#### [Selected extract]

-*-*-

Don't think I got the role (as a tourist coming to Brazil for the first time), mainly due to my diabolical acting skills, but now I'm on their books it could be another way to make some money.
Lars was telling me that efforts to clear away some of the favelas, at least in the Zona Sul close to the tourist attractions of Copacabana and Ipanema, will eventually lead to that land becoming prime real estate. On first arriving in Rio, especially at night as I did, it's difficult not to imagine the twinkling lights on all the hills as belonging to the kind of idyllic villages that populate the mountains of, say, Amalfi. Now I`ve been up there myself a few times, I can confirm they've got some of the best views.
This process of sanitation, starting with the police occupation (which as far as I can establish only extends as far as the visible spots in Zona Sul), also perhaps inevitably extends to the language. I was informed by one resident not to use the word "favela", because this has derogatory connotations. Instead, we must say "comunidade", which means community. As often happens in these cases, the choice of an apparently neutral word has itself become tainted. Another friend told me about a friend of his from the countryside who had formally used the phrase "rural community" to explain where he lived, but was now at great pains to point out he doesn't like in thatkind of comunidade.

-*-*-

(Segmentation annotation records)

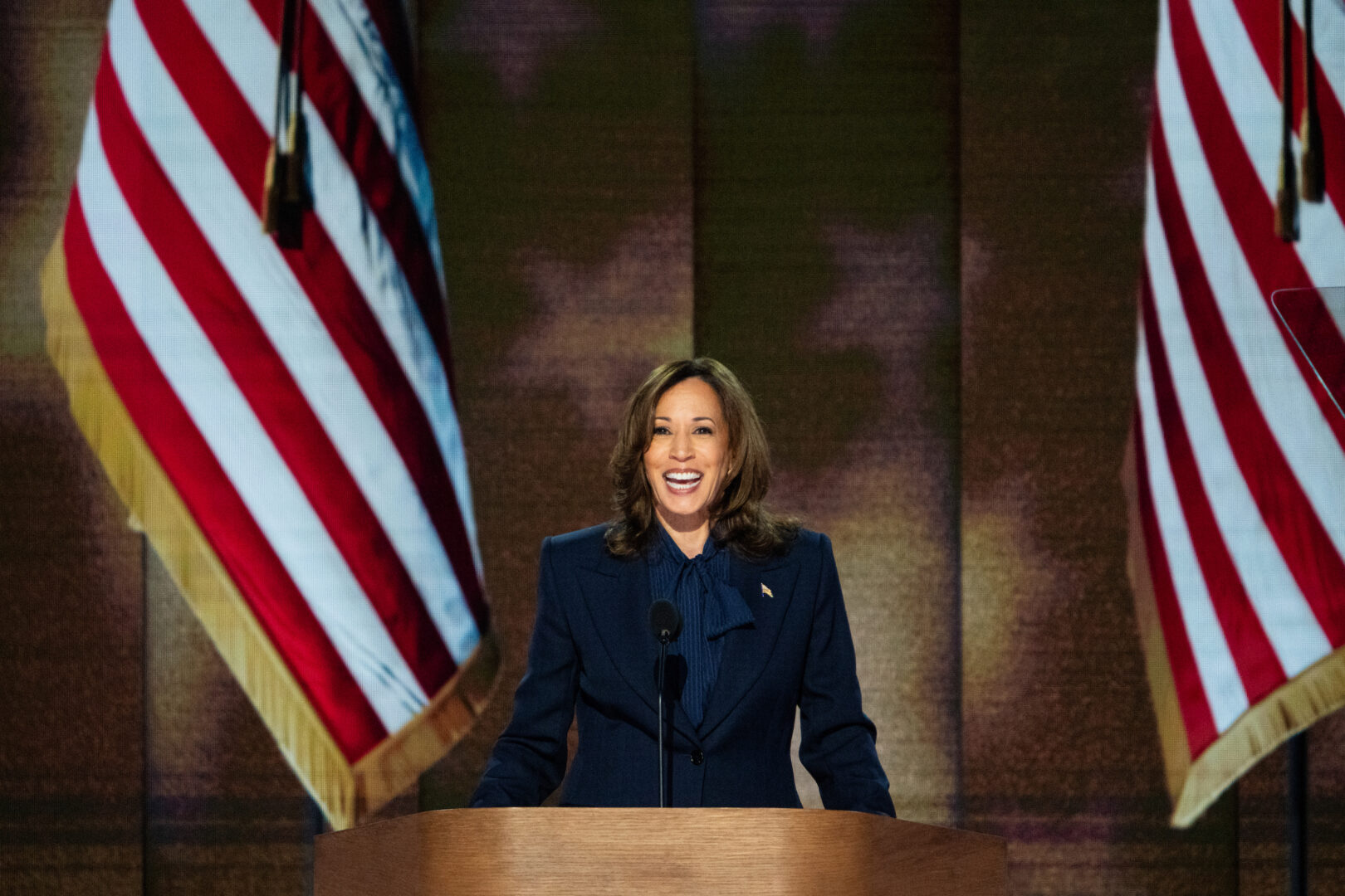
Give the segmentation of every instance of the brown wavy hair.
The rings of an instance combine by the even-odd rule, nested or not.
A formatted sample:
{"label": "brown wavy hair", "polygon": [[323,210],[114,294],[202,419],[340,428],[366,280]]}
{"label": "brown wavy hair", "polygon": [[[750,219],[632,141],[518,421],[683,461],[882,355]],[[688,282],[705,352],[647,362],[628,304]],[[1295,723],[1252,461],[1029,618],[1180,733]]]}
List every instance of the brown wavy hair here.
{"label": "brown wavy hair", "polygon": [[607,549],[624,557],[642,552],[654,535],[654,490],[644,476],[644,451],[654,438],[654,410],[663,394],[689,379],[705,380],[720,396],[729,431],[730,472],[724,494],[710,508],[716,543],[760,559],[785,551],[799,521],[771,512],[764,501],[771,485],[771,449],[752,396],[733,371],[712,357],[668,361],[655,368],[625,402],[612,450],[612,500],[617,519],[607,528]]}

-*-*-

#### [What you will do]
**a.** Decide whether each statement agrees with the passage on Rio's favelas, answering yes or no and quoting the words of the passage that settle it: (i) One resident advised against using the word "favela." (ii) The writer first arrived in Rio during the day. (iii) The police occupation covers every hillside in the city.
**b.** Carry the passage on Rio's favelas forward, beginning right after its final sentence.

#### [Answers for this exercise]
**a.**
(i) Yes: "I was informed by one resident not to use the word "favela", because this has derogatory connotations."
(ii) No: "On first arriving in Rio, especially at night as I did"
(iii) No: "which as far as I can establish only extends as far as the visible spots in Zona Sul"

**b.**
It is unclear in the long-term what the "solution" will be to the favela situation, and even if one is actually needed. Sociologist Janice Perlman, in four decades of studying the favelas of Rio, discovered far greater social mobility than generally supposed, as well as the often overlooked necessity for people with low-income jobs to live near their work in order for the city to continue to function. The Indian approach of building vast housing blocks at a distance from the city seems depressingly inevitable but likely to cause problems for those workers and the city as a whole.
Their presence stuck out to me at first, but now it seems to tie in with the rest of my experience here. To do things the "proper" way is so difficult, expensive and impossible for most people, they find their own jeito, or way, whether that be building your own house on a landslide-prone hill or paying someone to get you the right papers. Somehow it all trundles along, not the way it is supposed to, and not without problems of course.